── Data supplied

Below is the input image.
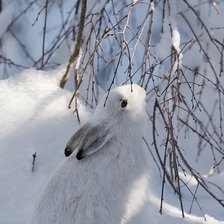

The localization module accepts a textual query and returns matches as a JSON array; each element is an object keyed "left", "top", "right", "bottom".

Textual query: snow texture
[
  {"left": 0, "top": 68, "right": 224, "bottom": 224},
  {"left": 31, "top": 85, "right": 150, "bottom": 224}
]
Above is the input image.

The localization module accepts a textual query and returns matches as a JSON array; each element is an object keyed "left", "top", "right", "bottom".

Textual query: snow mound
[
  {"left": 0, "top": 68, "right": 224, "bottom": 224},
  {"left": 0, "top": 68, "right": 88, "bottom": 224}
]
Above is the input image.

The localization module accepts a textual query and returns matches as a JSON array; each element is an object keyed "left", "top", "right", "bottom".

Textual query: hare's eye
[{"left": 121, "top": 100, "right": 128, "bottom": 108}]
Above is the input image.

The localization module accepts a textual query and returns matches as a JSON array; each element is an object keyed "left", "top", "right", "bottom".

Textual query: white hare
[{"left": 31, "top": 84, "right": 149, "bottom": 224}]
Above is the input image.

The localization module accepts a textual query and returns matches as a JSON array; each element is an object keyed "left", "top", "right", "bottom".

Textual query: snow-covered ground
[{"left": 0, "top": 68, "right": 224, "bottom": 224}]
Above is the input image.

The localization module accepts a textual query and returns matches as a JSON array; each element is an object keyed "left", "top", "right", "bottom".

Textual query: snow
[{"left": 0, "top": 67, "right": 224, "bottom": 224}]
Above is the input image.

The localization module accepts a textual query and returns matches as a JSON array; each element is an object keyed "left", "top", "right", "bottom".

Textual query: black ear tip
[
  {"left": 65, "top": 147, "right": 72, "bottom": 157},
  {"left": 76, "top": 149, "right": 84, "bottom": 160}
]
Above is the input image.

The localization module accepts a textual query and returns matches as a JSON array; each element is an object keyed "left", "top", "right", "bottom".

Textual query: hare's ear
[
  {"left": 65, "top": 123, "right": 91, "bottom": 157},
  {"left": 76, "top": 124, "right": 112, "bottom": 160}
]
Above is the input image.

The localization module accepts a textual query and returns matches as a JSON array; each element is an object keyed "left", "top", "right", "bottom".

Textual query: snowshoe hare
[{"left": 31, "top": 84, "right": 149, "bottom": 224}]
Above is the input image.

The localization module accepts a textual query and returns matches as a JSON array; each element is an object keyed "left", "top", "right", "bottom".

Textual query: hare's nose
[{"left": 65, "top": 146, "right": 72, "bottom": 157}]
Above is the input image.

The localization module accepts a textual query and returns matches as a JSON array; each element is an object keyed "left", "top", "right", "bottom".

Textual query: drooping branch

────

How many lines in the rows above contain the string "hare"? Case matters; reply with the number alone.

5